[Records from a dataset]
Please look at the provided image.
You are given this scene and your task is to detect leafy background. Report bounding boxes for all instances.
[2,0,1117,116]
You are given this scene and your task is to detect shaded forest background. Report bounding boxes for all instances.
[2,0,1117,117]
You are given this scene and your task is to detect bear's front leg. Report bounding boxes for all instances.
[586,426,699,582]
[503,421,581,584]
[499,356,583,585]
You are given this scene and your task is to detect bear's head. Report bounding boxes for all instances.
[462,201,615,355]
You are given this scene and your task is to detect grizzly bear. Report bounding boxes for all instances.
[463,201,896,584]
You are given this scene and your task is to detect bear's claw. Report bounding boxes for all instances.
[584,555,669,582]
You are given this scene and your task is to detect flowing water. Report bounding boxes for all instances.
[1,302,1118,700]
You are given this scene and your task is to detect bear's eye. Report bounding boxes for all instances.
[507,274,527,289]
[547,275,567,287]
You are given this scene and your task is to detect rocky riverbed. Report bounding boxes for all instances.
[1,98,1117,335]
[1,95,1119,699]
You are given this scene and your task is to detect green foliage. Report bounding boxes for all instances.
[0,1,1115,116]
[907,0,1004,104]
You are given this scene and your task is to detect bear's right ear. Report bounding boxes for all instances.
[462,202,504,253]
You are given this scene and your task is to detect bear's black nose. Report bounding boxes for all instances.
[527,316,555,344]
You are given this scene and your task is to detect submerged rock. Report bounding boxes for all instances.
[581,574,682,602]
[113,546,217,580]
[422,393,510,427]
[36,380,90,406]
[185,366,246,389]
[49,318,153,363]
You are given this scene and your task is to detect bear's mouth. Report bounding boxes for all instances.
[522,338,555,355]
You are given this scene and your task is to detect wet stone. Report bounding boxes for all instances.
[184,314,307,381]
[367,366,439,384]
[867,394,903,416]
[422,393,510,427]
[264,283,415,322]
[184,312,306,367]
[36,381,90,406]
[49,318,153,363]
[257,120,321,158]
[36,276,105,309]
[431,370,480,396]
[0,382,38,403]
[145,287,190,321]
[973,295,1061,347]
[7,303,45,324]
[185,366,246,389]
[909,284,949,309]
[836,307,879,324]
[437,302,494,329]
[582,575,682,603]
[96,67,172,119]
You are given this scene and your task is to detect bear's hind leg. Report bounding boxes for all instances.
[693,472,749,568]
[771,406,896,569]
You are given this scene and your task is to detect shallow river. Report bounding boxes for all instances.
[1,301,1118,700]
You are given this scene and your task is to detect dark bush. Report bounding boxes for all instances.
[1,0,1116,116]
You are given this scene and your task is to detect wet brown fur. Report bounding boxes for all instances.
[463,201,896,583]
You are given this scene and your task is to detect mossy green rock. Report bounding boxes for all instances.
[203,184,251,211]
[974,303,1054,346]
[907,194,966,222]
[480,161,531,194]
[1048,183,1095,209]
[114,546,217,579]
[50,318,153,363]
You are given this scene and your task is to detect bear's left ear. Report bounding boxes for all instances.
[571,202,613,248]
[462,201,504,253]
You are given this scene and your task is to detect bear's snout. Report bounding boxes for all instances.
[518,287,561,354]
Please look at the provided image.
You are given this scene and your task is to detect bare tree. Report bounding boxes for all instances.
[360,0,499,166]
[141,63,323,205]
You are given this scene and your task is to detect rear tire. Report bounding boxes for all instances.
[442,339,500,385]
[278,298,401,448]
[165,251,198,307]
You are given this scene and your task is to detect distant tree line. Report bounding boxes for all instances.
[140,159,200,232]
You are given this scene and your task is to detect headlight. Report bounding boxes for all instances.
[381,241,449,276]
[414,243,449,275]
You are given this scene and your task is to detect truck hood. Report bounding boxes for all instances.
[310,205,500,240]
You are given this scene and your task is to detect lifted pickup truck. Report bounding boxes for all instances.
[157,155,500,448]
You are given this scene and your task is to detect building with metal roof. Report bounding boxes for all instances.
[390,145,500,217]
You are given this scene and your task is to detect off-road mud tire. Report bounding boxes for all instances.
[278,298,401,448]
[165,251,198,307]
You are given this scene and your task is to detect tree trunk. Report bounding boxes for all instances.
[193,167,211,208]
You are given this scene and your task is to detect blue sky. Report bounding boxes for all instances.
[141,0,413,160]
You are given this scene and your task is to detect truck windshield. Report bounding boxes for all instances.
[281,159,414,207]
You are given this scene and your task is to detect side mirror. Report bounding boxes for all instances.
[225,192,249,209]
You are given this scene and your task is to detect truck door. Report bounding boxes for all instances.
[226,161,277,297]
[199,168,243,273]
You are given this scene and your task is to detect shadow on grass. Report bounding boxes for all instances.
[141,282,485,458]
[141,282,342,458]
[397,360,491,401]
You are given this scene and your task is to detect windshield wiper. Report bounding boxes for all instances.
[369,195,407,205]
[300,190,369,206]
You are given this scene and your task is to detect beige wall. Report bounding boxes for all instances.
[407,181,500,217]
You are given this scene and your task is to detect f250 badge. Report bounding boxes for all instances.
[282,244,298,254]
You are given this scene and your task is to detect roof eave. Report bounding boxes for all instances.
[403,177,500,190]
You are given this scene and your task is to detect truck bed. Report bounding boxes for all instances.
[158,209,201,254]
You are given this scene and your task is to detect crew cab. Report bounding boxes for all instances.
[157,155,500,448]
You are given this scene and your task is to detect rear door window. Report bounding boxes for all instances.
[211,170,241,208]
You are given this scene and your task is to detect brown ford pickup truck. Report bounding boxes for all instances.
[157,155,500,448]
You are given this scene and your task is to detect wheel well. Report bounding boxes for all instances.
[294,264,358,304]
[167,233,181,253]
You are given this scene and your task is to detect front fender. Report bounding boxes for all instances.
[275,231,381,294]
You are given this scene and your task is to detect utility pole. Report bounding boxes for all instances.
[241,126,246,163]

Brief →
Would you write the records out again, word for word?

Output of the exercise →
Please look at the provided image.
You are given this scene and your task is to detect leafy background. Report bounding boxes for all instances.
[2,0,1117,116]
You are given this scene and your task is to detect shaded forest background. Report bounding boxes for all instances.
[2,0,1117,117]
You are given this scene and your task is to detect bear's front leg. Report bounding boxes for all instances.
[586,426,699,582]
[503,421,581,584]
[499,356,583,585]
You are given this scene and your task is to detect bear's head. Report bounding boxes for all instances.
[462,201,615,355]
You are given this scene and your task is to detect grizzly bear. Report bounding boxes for all instances.
[463,201,896,584]
You are given this scene and your task is to detect bear's claw. Report bounding boxes for all instances.
[584,555,669,582]
You are given this scene and your task is to detect flowing water. Report bounding boxes for all instances.
[1,302,1118,700]
You are given this scene and your task is to detect bear's eye. Report bounding boxes for all instances.
[507,274,527,289]
[547,275,567,287]
You are given this scene and your task is to detect rocky riverbed. Report bounding boxes for all instances.
[1,98,1117,335]
[1,95,1119,699]
You are given this scene and your task is to detect green foliage. Report bounding boxes for all instances.
[0,1,1115,116]
[907,0,1004,104]
You are given this scene and your task is to detect bear's right ear. Report bounding boxes for all instances.
[462,202,504,253]
You are given this scene and your task is to detect bear's black nose. Report bounding boxes for all instances.
[527,316,555,344]
You are given this scene and your task is to detect submerged rock. Report bounding boxes for all instances.
[581,574,682,602]
[113,546,217,580]
[422,393,510,427]
[36,380,90,406]
[185,366,246,389]
[49,318,153,363]
You are given this scene and your task is to detect bear's mouth. Report bounding boxes for all instances.
[522,338,555,355]
You are given this scene and your task is to detect wet stone. Report bounding boxes for all instances.
[184,314,307,381]
[367,366,439,384]
[867,394,903,416]
[422,393,510,427]
[264,283,415,322]
[184,312,306,367]
[36,381,90,406]
[49,318,153,363]
[257,120,321,158]
[36,276,105,309]
[431,370,480,396]
[0,382,38,403]
[145,287,190,321]
[973,295,1061,347]
[7,303,45,324]
[185,366,246,389]
[909,284,949,309]
[836,307,879,324]
[437,302,494,329]
[582,575,682,603]
[96,67,172,119]
You are given this scene and your task is to detect bear's hind leg. Report bounding boxes for all instances.
[693,472,749,568]
[771,406,896,569]
You are given this scene and your task is to detect shallow river. Report bounding boxes for all instances.
[1,301,1118,700]
You are given this scene and your task is to detect dark bush. Report bounding boxes for all instances.
[1,0,1116,116]
You are given this scene and your task is to detect wet brown fur. Report bounding boxes for all instances.
[463,201,896,583]
You are given this scene and your task is to detect mossy green rock. Report bounding boxes for all instances.
[203,184,251,211]
[974,303,1054,346]
[907,194,966,222]
[480,161,531,194]
[1048,183,1095,209]
[114,546,217,579]
[50,318,153,363]
You are given this scene and your task is to detect bear's left ear. Report bounding boxes for all instances.
[571,202,613,248]
[462,201,504,253]
You are given this scene and your task is to detect bear's snout. Report bounding boxes for all instances.
[518,287,561,354]
Please look at the provided image.
You are given this scene and your task is to detect bare tree. Report bounding boxes for all instances.
[360,0,499,166]
[141,63,323,205]
You are given this scene and your task is to detect rear tire. Report bounding boxes for all instances.
[442,339,500,385]
[278,298,401,448]
[165,251,198,307]
You are given this scene and your task is to detect distant tree line. Report bounding boxes for all instances.
[140,159,200,232]
You are given this scene and your task is to detect headlight. Report bounding boxes for all instances.
[381,241,449,276]
[414,243,449,275]
You are given this scene and your task is to detect truck hood. Report bounding boxes for all instances.
[310,205,500,240]
You are given this scene and your task is to detect lifted pickup truck. Report bounding boxes for all instances.
[157,155,500,448]
You are given this scene and your task is to detect building with metal roof. Report bounding boxes for all instances.
[390,145,500,217]
You are given this scene and your task is to detect off-road mud tire. Report bounding boxes for all instances.
[278,298,401,448]
[165,251,198,307]
You are given this scene and your task is to detect tree trunk. Report bounding boxes for all instances.
[193,167,211,208]
You are given this scene and your task is to detect blue sky. Report bounding boxes for all instances.
[141,0,413,160]
You are given this scene and your task is to detect truck windshield. Report bounding boxes for all instances.
[281,159,414,207]
You are given this scene and your task is to detect side mirror. Report bounding boxes for all instances.
[225,192,249,209]
You are given this scene and your task is to detect truck door. Report bounding boxes for all instances.
[226,161,277,297]
[199,168,243,273]
You are given this scene and your task is to detect shadow on grass. Report bounding boxes for all instances.
[141,282,485,458]
[141,282,342,458]
[397,360,491,401]
You are given this scene and your task is to detect windshield wiper. Report bounding boxes for all instances.
[369,195,407,205]
[300,190,369,206]
You are given this scene and your task is to detect beige wall. Report bounding boxes for all instances.
[407,181,500,217]
You are given this scene and your task is to detect f250 badge. Report bounding boxes for all instances.
[282,244,298,254]
You are given this scene and your task is to detect roof eave. Report bounding boxes for all instances.
[403,177,500,190]
You are given this scene and your task is to detect truck bed. Report bounding boxes for all instances.
[158,209,201,254]
You are given this scene and your task is to detect crew cab. Report bounding boxes for all instances.
[157,155,500,448]
You are given this scene and your task is to detect rear door window. Report bounding boxes for all instances.
[211,170,241,208]
You are given this scene and your task is to detect brown ford pickup truck. Report bounding boxes for all instances.
[157,155,500,448]
You are given this scene and your task is to detect wheel well. Report bounding boxes for all instances.
[294,264,358,304]
[167,233,181,253]
You are given this scene and your task is to detect front fender. Report bounding boxes for all instances.
[275,231,381,294]
You are given this scene and your task is to detect utility pole. Report bounding boxes for all instances.
[241,126,246,163]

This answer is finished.